◆ Exercise directions: Please lay out the rows from the line containing "Would you be able to indicate the rolled" through the end of the rows as a two-column CSV with the headers entry_text and coordinates, one CSV line per row. Put each field in double quotes and replace any line breaks inside a field with spaces.

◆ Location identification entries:
————————

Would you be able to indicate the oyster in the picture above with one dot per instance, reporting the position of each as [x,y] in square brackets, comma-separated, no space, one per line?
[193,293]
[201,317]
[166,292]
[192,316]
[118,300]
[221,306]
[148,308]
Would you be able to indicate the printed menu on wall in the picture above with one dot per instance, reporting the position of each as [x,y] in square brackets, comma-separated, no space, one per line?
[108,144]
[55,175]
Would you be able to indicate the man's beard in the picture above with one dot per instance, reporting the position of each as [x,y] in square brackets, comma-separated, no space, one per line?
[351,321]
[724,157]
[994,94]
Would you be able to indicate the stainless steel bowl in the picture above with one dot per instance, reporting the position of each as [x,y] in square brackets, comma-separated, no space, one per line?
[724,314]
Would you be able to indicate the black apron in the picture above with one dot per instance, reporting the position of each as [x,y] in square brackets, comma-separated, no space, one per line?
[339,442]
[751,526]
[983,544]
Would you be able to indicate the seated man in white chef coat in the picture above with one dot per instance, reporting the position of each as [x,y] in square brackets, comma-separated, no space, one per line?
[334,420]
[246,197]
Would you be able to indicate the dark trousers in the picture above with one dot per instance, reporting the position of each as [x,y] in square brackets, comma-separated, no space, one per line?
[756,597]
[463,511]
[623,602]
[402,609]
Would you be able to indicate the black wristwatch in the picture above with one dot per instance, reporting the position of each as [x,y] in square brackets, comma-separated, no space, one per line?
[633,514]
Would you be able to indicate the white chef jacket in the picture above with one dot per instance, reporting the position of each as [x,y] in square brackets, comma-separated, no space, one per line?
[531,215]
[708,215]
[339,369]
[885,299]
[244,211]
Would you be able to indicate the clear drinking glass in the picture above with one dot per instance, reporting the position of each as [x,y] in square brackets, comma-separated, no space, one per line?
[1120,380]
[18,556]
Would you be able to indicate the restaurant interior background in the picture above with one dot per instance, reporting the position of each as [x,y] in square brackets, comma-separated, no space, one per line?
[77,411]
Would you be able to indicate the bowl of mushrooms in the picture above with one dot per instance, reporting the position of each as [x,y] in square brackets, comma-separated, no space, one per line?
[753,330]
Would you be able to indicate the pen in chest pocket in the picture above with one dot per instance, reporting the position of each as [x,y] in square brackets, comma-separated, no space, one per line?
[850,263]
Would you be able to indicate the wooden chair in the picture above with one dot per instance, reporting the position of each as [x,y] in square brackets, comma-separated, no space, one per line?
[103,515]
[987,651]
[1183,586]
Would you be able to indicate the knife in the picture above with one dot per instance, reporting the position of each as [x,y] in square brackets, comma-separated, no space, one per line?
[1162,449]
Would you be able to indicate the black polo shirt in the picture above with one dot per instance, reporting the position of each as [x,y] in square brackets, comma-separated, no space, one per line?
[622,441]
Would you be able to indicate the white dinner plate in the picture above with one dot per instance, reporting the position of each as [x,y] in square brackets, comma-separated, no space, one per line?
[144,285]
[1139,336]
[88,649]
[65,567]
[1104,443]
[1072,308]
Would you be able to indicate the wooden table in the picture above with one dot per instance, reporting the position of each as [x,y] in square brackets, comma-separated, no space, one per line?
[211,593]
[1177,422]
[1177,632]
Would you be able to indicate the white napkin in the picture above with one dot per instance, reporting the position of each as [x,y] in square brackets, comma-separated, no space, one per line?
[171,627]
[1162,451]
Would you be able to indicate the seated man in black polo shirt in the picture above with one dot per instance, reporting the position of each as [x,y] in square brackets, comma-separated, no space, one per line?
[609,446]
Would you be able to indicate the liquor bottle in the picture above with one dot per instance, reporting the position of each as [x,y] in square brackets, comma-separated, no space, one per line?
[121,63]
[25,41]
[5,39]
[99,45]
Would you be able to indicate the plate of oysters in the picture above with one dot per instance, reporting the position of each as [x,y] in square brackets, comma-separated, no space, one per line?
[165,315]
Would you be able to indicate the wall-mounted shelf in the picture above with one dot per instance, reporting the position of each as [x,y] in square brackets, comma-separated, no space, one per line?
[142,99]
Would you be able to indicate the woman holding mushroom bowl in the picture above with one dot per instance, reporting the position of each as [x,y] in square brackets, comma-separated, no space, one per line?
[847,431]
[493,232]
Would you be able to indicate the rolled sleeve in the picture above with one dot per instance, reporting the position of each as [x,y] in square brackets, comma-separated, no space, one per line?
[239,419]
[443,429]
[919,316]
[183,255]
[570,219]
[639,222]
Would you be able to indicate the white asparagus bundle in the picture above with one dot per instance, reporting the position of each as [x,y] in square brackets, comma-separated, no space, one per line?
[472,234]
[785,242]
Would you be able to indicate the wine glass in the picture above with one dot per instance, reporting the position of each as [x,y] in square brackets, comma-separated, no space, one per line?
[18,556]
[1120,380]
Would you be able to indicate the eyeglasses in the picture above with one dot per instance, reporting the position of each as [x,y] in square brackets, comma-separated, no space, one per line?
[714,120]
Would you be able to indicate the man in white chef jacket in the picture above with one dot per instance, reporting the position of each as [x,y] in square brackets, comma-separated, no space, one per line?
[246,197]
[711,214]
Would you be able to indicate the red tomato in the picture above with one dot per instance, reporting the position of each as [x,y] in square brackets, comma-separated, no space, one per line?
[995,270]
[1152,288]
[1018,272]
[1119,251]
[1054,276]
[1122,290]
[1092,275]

————————

◆ Right answer:
entry_text,coordinates
"Would you be able to indicate the rolled sleeve in the picture above with one dot per instance, reporting the position of each as [x,y] in square brackets, comma-separated, no space, one per line?","[239,419] [443,429] [919,316] [183,255] [570,219] [639,222]"
"Would you be able to indicate the white asparagus bundle in the picture above with one dot per instance, reporting the position of each as [x,y] in square brackets, comma-separated, no space, one per line?","[472,234] [785,242]"
"Would you be able to indicate the wine glass in the picture above with one dot per instance, reporting the position of each as [x,y] in square brackets, comma-separated, no space, one per line?","[18,556] [1120,380]"
"Would you be able to indicate the eyeglasses in the picture above with one dot per instance, reporting the position of each as [x,y] in square brackets, comma-separated, no space, one per line?","[714,120]"
"Would you be able to indicate the man in white chef jacket in the picture above with one dot per instance, reporting the position of each as [x,y] in square brackets, comma-separated, no space, one per line?","[246,197] [711,214]"
"Would you be able to indicate the red tomato in the picture above with one dot per instance, reporting the position of each as [x,y] in square brackets, comma-separated, no space, one per line?","[995,270] [1152,288] [1018,272] [1119,251] [1054,276] [1122,290] [1092,275]"